>> Begin Document section

I met my now husband 12 years ago when we went to uni together. We were good friends for almost 2yrs before becoming an item and have been together ever since (married 3 years with a 2yr old dd)
The thing is I'm from the south and he's from the north and it's become a bit of a frustrating subject.

I'm sad that I am not closer to family and have few friends locally. His family are lovely but not particularly supportive emotionally or physically (don't really want to spend too much time with us or dd which is completely the opposite to my family)

We met at uni in the north and when we finished I decided to stay to be with him. I think I assumed that I had all those uni friends and I honestly didn't think he'd move south the be with me (first boyfriend and lacking self confidence but looking back I think I was right that he wouldn't have followed me)

Anyway all my uni friends ended moved back to their homes after we finished so it was just us in the area.

>> End Document section
>> Begin Recorded data

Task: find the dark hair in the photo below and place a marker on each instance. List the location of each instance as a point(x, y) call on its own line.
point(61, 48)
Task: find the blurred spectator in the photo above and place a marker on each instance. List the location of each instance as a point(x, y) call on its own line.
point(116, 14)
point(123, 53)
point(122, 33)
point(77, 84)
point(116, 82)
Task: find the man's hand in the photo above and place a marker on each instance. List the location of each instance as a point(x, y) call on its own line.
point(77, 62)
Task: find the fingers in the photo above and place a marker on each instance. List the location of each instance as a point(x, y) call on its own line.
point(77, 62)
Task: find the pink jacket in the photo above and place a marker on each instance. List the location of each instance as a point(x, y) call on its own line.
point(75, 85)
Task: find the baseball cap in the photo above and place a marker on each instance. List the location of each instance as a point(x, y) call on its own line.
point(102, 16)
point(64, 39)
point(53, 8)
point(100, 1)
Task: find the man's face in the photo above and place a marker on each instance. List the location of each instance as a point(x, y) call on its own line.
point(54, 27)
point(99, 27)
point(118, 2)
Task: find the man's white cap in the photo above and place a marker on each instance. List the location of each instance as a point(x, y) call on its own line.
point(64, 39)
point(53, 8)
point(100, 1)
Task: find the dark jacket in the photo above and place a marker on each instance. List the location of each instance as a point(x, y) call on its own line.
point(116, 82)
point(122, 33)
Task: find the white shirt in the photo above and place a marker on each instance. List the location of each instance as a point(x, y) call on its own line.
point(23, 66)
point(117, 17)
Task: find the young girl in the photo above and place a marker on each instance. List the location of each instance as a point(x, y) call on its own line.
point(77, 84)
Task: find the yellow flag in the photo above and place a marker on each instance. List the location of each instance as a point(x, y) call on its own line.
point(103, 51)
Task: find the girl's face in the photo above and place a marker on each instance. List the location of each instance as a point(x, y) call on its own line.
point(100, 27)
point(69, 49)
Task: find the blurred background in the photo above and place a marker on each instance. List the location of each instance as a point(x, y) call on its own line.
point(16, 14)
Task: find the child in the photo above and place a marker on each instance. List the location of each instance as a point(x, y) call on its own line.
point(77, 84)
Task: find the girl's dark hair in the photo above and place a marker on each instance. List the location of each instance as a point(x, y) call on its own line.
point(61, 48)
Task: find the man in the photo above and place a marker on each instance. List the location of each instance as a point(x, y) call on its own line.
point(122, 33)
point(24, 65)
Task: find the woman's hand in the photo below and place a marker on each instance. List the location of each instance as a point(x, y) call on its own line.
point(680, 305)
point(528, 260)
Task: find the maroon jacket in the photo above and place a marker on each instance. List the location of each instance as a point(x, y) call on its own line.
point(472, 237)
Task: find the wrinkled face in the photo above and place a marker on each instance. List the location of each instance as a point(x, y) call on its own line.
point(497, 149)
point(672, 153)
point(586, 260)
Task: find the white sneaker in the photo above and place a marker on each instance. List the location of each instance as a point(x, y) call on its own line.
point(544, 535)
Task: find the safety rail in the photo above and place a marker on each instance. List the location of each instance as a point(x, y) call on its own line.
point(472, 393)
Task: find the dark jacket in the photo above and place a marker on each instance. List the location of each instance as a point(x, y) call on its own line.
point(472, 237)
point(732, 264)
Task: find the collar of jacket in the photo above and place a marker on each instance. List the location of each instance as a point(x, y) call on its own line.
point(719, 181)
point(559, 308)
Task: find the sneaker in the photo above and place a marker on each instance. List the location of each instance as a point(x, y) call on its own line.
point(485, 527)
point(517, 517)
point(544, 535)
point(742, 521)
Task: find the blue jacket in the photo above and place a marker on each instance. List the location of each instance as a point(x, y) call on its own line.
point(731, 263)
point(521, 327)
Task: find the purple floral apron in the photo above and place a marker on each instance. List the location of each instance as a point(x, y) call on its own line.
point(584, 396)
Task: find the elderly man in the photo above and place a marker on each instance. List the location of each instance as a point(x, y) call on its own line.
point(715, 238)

>> End Recorded data

Written task:
Name every length of time or age in years that the post about staying in the north for a partner gives, and say what each one refers to.

Response to this task:
- 12 years: how long ago the writer met her now husband at uni
- Almost 2 years: how long they were good friends before becoming an item
- 3 years: how long they have been married
- 2 years: their daughter's age